>> START Excerpted passage

ENATool 🧬

A comprehensive Python package for downloading and managing sequencing data from the European Nucleotide Archive (ENA) in terminal and through Python interface.

✨ Features

📊 Extract Metadata - Get comprehensive sample information from ENA projects
📥 Download FASTQ Files - Automated download with progress tracking
🔄 Auto Fallback - Automatically tries NCBI if ENA metadata unavailable
📈 Progress Bars - Real-time progress for downloads and metadata retrieval
📋 Interactive Reports - Generate searchable HTML tables with DataTables.js
💾 Export to CSV - Save metadata in standard formats
🔍 Smart Verification - Check fastq file integrity and skip existing files
💻 Command line and Python interface

🚀 Quick Start

Installation

# Install from PyPI
pip install ENATool

Basic Usage in Terminal

# Custom output directory
enatool download PRJNA335681 --path data/my_project

Basic Usage in Python

import ENATool

# Fetch metadata AND download files in one command
info, downloads = ENATool.fetch('PRJNA335681', path='data/my_project', download=True)

📊 Example Output Files

ENATool creates organized output:

my_project/
├── PRJNA335681.csv              # Sample metadata
├── PRJNA335681.html             # Interactive table
├── downoad_info_table.csv       # Download tracking
└── raw_reads/                  # Downloaded FASTQ files
    ├── SRR123456/
    │   ├── SRR123456_1.fastq.gz
    │   └── SRR123456_2.fastq.gz
    └── SRR123457/
        └── SRR123457.fastq.gz

🔧 Requirements

Python >= 3.7
pandas >= 1.3.0
numpy >= 1.20.0
requests >= 2.25.0
xmltodict >= 0.12.0
tqdm >= 4.60.0
lxml >= 4.6.0

Use ENATool in Terminal

Fetching Metadata

Download metadata for all samples in an ENA project using enatool fetch.

Syntax:

enatool fetch PROJECT_ID [--path DIR]

Arguments:

PROJECT_ID (required): ENA project accession (e.g., PRJNA335681)
--path DIR or -p DIR: Output directory (default: PROJECT_ID)

What it does:

Downloads sample metadata from ENA
Tries NCBI BioSample as fallback if ENA fails
Creates CSV file with all metadata
Generates interactive HTML report
Shows progress bars

Output files:

PROJECT_ID.csv - Metadata in CSV format
PROJECT_ID.html - Interactive HTML table

Examples:

# Basic usage - saves to PRJNA335681/
enatool fetch PRJNA335681

# Custom output directory
enatool fetch PRJNA335681 --path data/my_project

Download Reads and Fetch Metadata

Download metadata for all samples in an ENA project and download sample files using using enatool download.

>> END Excerpted passage

* Actions to take *
(A) According to the ENATool documentation, which service does the enatool fetch command try as a fallback if ENA fails?
(B) Proceed with the ENATool documentation, picking up right after its final sentence about enatool download.

>> START Data section

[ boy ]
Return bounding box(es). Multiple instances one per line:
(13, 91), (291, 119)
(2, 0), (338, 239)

>> END Data section

* Answers in order *
(A) NCBI BioSample.

(B)
Syntax:

enatool download PROJECT_ID [--path DIR]

Arguments:

PROJECT_ID (required): ENA project accession
--path DIR or -p DIR: Output directory (default: PROJECT_ID)

What it does:

Downloads metadata (same as fetch)
Downloads all FASTQ files for all samples
Uses enaDataGet tool
Skips files that already exist
Tracks download status

Output files:

PROJECT_ID.csv - Metadata
PROJECT_ID.html - Interactive table
downoad_info_table.csv - Download tracking
raw_reads/ - Directory with FASTQ files
- SRR123456/ - One directory per run
  - SRR123456_1.fastq.gz - Forward reads
  - SRR123456_2.fastq.gz - Reverse reads (if paired-end)

Examples:

# Download everything
enatool download PRJNA335681

# Custom output directory
enatool download PRJNA335681 --path data/project1

Show Project Summary [stdout]

Display summary information about a downloaded project using enatool info.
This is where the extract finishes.